**PROBLEM STATEMENT:**
Quote every entry word for word.

## Start DATA FOR THIS TASK

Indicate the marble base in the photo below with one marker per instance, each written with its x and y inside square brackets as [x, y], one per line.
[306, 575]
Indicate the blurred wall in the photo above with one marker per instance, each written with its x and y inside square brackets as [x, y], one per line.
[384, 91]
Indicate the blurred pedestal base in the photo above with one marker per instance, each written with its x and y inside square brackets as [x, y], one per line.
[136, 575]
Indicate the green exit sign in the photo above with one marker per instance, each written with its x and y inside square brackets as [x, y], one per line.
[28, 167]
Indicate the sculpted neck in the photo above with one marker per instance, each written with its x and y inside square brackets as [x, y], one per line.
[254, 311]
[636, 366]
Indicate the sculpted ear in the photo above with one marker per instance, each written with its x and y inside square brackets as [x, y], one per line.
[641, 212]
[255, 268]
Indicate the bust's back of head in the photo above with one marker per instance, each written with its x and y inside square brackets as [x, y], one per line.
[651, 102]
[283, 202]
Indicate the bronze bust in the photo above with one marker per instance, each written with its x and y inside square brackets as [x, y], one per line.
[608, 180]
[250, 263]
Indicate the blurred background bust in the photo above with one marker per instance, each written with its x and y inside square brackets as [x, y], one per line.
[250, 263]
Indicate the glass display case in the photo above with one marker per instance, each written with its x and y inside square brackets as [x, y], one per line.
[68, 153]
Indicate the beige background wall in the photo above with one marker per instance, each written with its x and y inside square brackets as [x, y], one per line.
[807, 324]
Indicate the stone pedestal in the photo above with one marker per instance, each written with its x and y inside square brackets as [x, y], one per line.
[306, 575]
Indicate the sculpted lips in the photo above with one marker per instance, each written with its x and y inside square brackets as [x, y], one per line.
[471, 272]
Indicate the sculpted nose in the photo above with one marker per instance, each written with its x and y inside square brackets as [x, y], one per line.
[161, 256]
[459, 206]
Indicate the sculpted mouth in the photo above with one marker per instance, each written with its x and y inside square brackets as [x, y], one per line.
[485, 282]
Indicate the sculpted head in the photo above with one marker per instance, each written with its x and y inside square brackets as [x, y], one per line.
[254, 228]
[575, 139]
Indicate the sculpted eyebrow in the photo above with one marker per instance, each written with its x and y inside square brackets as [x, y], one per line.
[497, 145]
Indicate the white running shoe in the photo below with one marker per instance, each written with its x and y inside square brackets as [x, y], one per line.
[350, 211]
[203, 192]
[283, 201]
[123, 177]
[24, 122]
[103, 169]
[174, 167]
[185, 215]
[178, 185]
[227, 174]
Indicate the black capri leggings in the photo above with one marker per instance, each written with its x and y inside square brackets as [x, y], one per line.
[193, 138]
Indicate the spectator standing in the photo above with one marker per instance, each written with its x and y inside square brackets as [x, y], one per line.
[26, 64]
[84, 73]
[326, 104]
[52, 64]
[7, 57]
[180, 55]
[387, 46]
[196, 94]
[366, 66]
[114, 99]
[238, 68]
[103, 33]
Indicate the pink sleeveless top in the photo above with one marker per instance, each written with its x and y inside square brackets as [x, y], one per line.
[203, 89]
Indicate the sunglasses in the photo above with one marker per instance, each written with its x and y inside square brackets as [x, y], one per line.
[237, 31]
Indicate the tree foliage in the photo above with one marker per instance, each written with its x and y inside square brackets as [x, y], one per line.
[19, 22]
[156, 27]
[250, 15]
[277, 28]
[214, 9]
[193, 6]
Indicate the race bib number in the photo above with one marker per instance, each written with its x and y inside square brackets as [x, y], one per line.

## End DATA FOR THIS TASK

**FINISHED ANSWER:**
Indicate the marble base in the photo below with one marker per instance, each written with its x and y inside square brackets as [x, y], one per line.
[306, 575]
Indicate the blurred wall in the photo above with one marker per instance, each written with its x and y inside square brackets as [x, y], one per line.
[384, 91]
Indicate the blurred pedestal base in the photo above with one marker per instance, each written with its x and y inside square brackets as [x, y], one per line.
[136, 575]
Indicate the green exit sign in the photo above with one marker per instance, each written with its x and y inside square brackets as [x, y], one per line.
[28, 167]
Indicate the sculpted neck in the photo above with one marker per instance, each written with its x and y inside square brackets as [x, y], one per line.
[254, 311]
[636, 366]
Indicate the sculpted ear in the photo above with one marker per instance, each written with its x and y inside square brackets as [x, y], one per line.
[641, 212]
[255, 268]
Indicate the bust's back of head in the photo above with one marker per instance, each written with its x and y inside square brackets as [x, y], one per line.
[651, 102]
[283, 202]
Indicate the bronze bust in the photo above with one marker per instance, each written with its x and y inside square brackets as [x, y], one per line.
[608, 180]
[250, 263]
Indicate the blurred background bust in the photo above with one marker per instance, each written with its x and y inside square brackets as [x, y], one per line.
[250, 263]
Indicate the glass display case in the photo above with one marker per instance, each written with its x and y inside square brackets as [x, y], one per line.
[68, 153]
Indicate the beige background wall in the photo above with one marker per instance, each written with its x and y inside square brackets as [x, y], one per line.
[807, 324]
Indicate the stone pedestal in the photo above with one marker per instance, each written with its x and y inside square brackets as [x, y], one per line.
[306, 575]
Indicate the sculpted lips in the photo above with one marker per instance, each written with its x and y inside square brackets as [x, y], one per line.
[471, 272]
Indicate the sculpted nose in the photo above with one marker per instance, each written with its x and y inside square brackets as [x, y], one per line.
[161, 256]
[459, 206]
Indicate the sculpted mouth in the photo above with one marker per instance, each written with its x and y inside square brackets as [x, y], one per line.
[485, 282]
Indicate the sculpted head in the photo above with one marker per instance, each written with its x and y inside square brackets as [x, y], one per line.
[254, 228]
[575, 139]
Indicate the sculpted eyebrow in the photo above with one marker per instance, each written with its x and y inside square brackets as [x, y], one per line.
[497, 145]
Indicate the white running shoe in the photo below with one marker per instance, each written with its x and y inside square brackets as [x, y], one per line.
[350, 211]
[203, 192]
[283, 201]
[123, 177]
[24, 122]
[103, 169]
[174, 167]
[185, 215]
[178, 185]
[227, 174]
Indicate the black capri leggings in the photo above with one marker per instance, each written with its x and y inside square brackets as [x, y], one per line.
[193, 138]
Indicate the spectator standing in the photo above with one marker per instance, each written with its x and y inside square brackets as [x, y], one per line.
[26, 64]
[84, 73]
[326, 104]
[52, 64]
[7, 57]
[180, 55]
[387, 46]
[196, 94]
[366, 66]
[114, 99]
[238, 68]
[103, 33]
Indicate the pink sleeveless top in the photo above with one marker per instance, each written with its x and y inside square brackets as [x, y], one per line.
[203, 89]
Indicate the sunglasses in the photo above with one marker per instance, each written with its x and y inside square brackets as [x, y], one per line.
[237, 31]
Indicate the tree foliage in the photo above with one marker per instance, each written with its x and y inside square brackets as [x, y], one per line.
[19, 22]
[156, 27]
[250, 15]
[277, 28]
[214, 9]
[193, 6]
Indicate the race bib number in the photo above with one marker per instance, each written with its x and y inside square brackets as [x, y], one per line.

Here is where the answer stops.